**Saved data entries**
○ ○ ○ ○

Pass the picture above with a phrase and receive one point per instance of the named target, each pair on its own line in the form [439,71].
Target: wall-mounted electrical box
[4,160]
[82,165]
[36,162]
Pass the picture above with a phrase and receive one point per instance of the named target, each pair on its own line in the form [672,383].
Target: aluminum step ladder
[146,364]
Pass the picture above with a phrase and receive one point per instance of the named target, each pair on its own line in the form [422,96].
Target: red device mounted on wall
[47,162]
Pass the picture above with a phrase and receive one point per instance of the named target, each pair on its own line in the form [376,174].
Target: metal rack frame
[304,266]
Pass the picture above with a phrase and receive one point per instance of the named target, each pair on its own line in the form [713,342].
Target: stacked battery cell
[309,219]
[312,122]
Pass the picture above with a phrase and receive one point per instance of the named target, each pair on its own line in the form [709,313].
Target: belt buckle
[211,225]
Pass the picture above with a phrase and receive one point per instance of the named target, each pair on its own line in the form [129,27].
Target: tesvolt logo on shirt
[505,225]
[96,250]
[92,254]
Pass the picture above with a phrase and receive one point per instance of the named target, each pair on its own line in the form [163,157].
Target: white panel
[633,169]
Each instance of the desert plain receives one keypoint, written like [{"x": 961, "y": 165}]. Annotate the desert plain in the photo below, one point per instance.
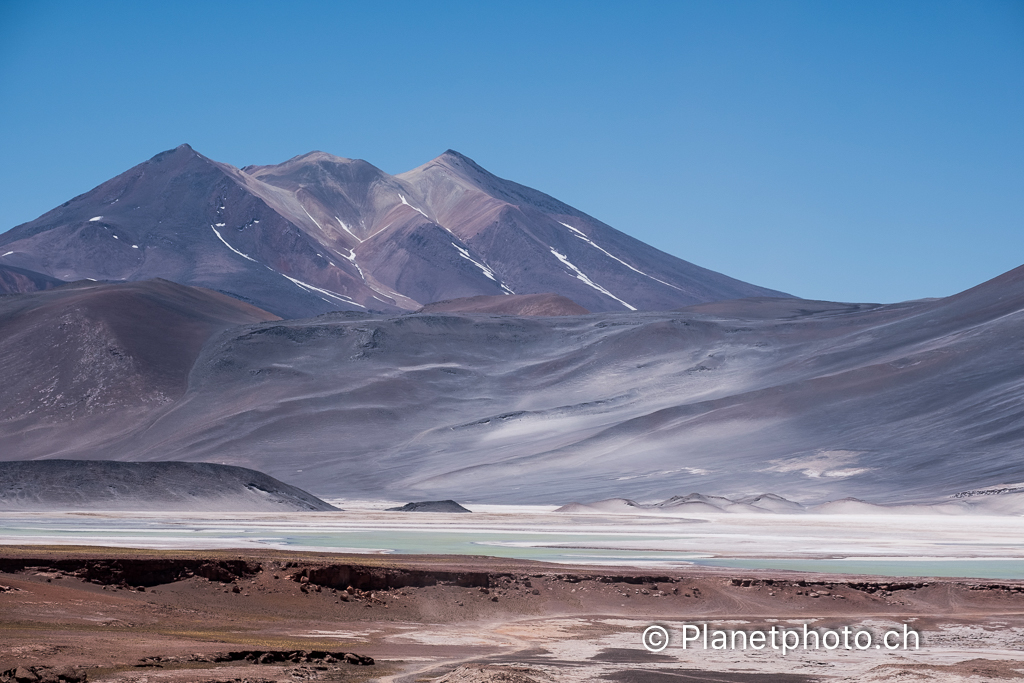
[{"x": 513, "y": 594}]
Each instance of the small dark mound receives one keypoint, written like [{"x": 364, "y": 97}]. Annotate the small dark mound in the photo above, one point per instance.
[
  {"x": 430, "y": 506},
  {"x": 548, "y": 304}
]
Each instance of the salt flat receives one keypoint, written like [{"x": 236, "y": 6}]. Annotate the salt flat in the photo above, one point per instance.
[{"x": 971, "y": 546}]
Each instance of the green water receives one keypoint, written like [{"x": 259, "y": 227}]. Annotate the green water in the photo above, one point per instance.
[{"x": 525, "y": 545}]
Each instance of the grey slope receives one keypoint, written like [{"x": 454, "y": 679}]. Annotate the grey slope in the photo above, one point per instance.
[
  {"x": 320, "y": 232},
  {"x": 76, "y": 484},
  {"x": 812, "y": 400}
]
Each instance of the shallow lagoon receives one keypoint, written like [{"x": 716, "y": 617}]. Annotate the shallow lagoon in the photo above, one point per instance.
[{"x": 975, "y": 547}]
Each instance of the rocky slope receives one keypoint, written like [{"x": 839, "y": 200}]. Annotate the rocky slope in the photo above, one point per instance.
[
  {"x": 77, "y": 484},
  {"x": 811, "y": 400},
  {"x": 320, "y": 232}
]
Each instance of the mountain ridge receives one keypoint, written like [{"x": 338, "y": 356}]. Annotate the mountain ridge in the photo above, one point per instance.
[{"x": 322, "y": 232}]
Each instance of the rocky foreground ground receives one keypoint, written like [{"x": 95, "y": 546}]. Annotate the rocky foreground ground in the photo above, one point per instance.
[{"x": 114, "y": 614}]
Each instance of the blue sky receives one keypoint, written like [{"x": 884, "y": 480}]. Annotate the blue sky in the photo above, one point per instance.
[{"x": 844, "y": 151}]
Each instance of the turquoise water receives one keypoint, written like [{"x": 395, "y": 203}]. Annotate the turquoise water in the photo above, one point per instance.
[{"x": 543, "y": 546}]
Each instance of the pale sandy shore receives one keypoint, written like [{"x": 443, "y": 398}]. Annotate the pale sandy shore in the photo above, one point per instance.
[
  {"x": 971, "y": 546},
  {"x": 466, "y": 619}
]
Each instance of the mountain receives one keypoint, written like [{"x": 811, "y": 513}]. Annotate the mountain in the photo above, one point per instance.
[
  {"x": 89, "y": 361},
  {"x": 78, "y": 484},
  {"x": 19, "y": 281},
  {"x": 318, "y": 232},
  {"x": 512, "y": 304},
  {"x": 811, "y": 400}
]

○ ○ ○ ○

**Problem to solve**
Write the data above out exactly. Leave out any pictures.

**Response to the exercise**
Pass the picture above with a phrase and receive one point per instance of the named target, each pair on its own line in the form [439,71].
Target: wall-mounted electrical box
[4,160]
[82,165]
[36,162]
Pass the picture above with a phrase and receive one point per instance of the named target, each pair on its own line in the form [672,383].
Target: aluminum step ladder
[146,364]
Pass the picture above with a phrase and receive one point per instance of the named target, each pair on its own line in the form [422,96].
Target: red device mounted on wall
[47,162]
Pass the picture above with a phrase and receive one point per instance of the named target, each pair on its own line in the form [376,174].
Target: metal rack frame
[304,266]
Pass the picture above with a phrase and receive one point per instance of the named target, each pair on its own line in the form [713,342].
Target: stacked battery cell
[309,219]
[312,122]
Pass the picture above with a phrase and receive one point per instance of the named target, each pair on its own line in the form [709,313].
Target: belt buckle
[211,225]
Pass the picture above with a phrase and receive one point per instance of the named target, each pair on its own line in the form [129,27].
Target: tesvolt logo on shirt
[505,225]
[96,250]
[92,254]
Pass the picture above with a phrase and receive one point per instance of the named target, each pair on its own line in the form [163,157].
Target: white panel
[633,169]
Each instance of the desert plain receives one keypoint, written like [{"x": 961, "y": 165}]. Annotate the desert plain in the photo below, one point per instance.
[{"x": 513, "y": 594}]
Each instance of the small dark mound receives one keypoint, written like [{"x": 364, "y": 97}]. Annotate the small dark mound in the photo above, one point per instance.
[
  {"x": 430, "y": 506},
  {"x": 548, "y": 304}
]
Each instance of the salt flat receives one keypoint, written like [{"x": 236, "y": 6}]. Annotate the salt flat in the photo above, one point per instance.
[{"x": 971, "y": 546}]
Each instance of the green water receives one keypoint, written like [{"x": 259, "y": 227}]. Annotate the green water in the photo above, one point per instance.
[{"x": 525, "y": 545}]
Each instance of the grey slope receives one keypoint, written like [{"x": 454, "y": 679}]. Annotate the grey slope in the photo above, one point per instance.
[
  {"x": 320, "y": 232},
  {"x": 76, "y": 484},
  {"x": 812, "y": 400}
]
Each instance of the shallow lagoon receives one keypoint, written like [{"x": 716, "y": 617}]. Annotate the shallow lagoon in the photo above, one point per instance.
[{"x": 975, "y": 547}]
Each instance of the rocky slope receives one keypoint, written like [{"x": 839, "y": 200}]. Annotate the rocky slope in the photo above, one point per instance.
[
  {"x": 77, "y": 484},
  {"x": 811, "y": 400},
  {"x": 320, "y": 232}
]
Each instance of the mountain ridge receives one keypoint, written like [{"x": 338, "y": 356}]. Annotate the mountain ridge in the photo above, one point per instance.
[{"x": 322, "y": 232}]
Each instance of the rocky foreground ground receives one keypoint, written like [{"x": 95, "y": 546}]. Annotate the rocky foreground ground in the photo above, one point per instance.
[{"x": 114, "y": 614}]
Each instance of the blue sky receives one keypoint, written like [{"x": 884, "y": 480}]. Annotate the blue sky in the photo above, one point per instance.
[{"x": 844, "y": 151}]
Each instance of the turquoise water receives one keypoint, written like [{"x": 395, "y": 203}]. Annotate the turquoise water in the photo above, one point per instance.
[{"x": 543, "y": 546}]
Each instance of the pale sandy shore receives one keypoint, written like [{"x": 443, "y": 398}]. Annotate the pale sandy shore in the photo above, one point per instance.
[
  {"x": 971, "y": 546},
  {"x": 466, "y": 619}
]
Each instance of the mountain receives one keypoint, written like [{"x": 811, "y": 513}]. Annotate the mountain in the photo above, one point per instance.
[
  {"x": 89, "y": 361},
  {"x": 78, "y": 484},
  {"x": 19, "y": 281},
  {"x": 318, "y": 232},
  {"x": 512, "y": 304},
  {"x": 811, "y": 400}
]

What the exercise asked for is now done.